> _資料を読み解く_
A. ケース面接に関する文章によれば、教育格差の是正について問われたとき、どの3つの視点で整理して提案すると評価されますか。
B. ケース面接に関する文章の「ケース面接で高く評価されるの」から「提案することが評価されます。」まで（その語句も含む）を、「面接官」を「審査担当者」に置き換えて書き直してください。

ケース面接で高く評価されるのは「課題に多面的にアプローチし、社会的インパクトと実現可能性を両立させる解答」です。具体的な施策と数字を組み合わせながら、全体像を論理的に描く力が求められます。
面接官が重視する評価ポイントと求められる資質

公共セクターのケース面接では、論理的な回答を提示するだけでなく、面接官が重視する資質を理解し、適切にアピールすることが不可欠です。評価ポイントを把握して対策を行うことで、面接突破の可能性は大きく高まります。
論理的思考力と構造化力
公共課題は複雑で、解答には多角的な視点が求められます。面接官は、受験者が課題を適切に分解し、筋道立てて解答を導けるかを注視しています。例えば、教育格差の是正について問われた場合、単に「奨学金を増やす」と答えるのではなく、「家庭環境・地域資源・制度的支援」の3つの視点で整理した上で提案することが評価されます。

> _抽出データ_
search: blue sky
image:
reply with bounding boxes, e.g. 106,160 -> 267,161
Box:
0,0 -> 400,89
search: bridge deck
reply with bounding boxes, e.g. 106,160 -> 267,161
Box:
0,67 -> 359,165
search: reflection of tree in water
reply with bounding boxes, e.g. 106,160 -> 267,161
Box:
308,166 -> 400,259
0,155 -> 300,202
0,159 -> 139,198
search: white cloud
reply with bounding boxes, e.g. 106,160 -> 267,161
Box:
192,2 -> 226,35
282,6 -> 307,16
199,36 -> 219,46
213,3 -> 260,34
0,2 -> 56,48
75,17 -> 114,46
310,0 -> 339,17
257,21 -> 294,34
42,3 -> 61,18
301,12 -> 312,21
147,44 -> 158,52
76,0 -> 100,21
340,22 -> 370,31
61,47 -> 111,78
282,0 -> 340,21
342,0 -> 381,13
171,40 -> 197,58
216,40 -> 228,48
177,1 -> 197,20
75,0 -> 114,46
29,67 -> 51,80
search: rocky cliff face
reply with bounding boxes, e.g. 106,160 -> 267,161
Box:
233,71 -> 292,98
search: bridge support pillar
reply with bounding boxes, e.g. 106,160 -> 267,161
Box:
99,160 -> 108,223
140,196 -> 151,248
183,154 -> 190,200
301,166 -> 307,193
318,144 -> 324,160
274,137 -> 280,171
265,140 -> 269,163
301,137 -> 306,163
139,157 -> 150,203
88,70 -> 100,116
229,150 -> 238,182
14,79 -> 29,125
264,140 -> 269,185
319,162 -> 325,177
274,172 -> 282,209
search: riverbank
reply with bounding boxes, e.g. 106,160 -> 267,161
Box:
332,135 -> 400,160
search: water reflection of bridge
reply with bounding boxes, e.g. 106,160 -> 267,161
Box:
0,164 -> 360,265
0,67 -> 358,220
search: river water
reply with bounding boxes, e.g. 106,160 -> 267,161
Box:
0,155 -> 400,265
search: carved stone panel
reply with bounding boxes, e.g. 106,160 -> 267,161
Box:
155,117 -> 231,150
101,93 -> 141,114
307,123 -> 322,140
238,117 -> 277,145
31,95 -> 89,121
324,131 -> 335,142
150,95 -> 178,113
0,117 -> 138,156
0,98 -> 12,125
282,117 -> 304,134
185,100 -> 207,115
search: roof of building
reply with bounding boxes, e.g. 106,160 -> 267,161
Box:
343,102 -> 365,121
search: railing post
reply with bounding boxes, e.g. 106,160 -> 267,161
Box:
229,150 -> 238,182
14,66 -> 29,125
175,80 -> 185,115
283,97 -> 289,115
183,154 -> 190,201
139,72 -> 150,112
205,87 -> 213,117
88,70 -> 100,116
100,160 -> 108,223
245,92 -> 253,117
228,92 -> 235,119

> _解答例_
A. 「家庭環境・地域資源・制度的支援」の3つの視点です。

B.
ケース面接で高く評価されるのは「課題に多面的にアプローチし、社会的インパクトと実現可能性を両立させる解答」です。具体的な施策と数字を組み合わせながら、全体像を論理的に描く力が求められます。
審査担当者が重視する評価ポイントと求められる資質

公共セクターのケース面接では、論理的な回答を提示するだけでなく、審査担当者が重視する資質を理解し、適切にアピールすることが不可欠です。評価ポイントを把握して対策を行うことで、面接突破の可能性は大きく高まります。
論理的思考力と構造化力
公共課題は複雑で、解答には多角的な視点が求められます。審査担当者は、受験者が課題を適切に分解し、筋道立てて解答を導けるかを注視しています。例えば、教育格差の是正について問われた場合、単に「奨学金を増やす」と答えるのではなく、「家庭環境・地域資源・制度的支援」の3つの視点で整理した上で提案することが評価されます。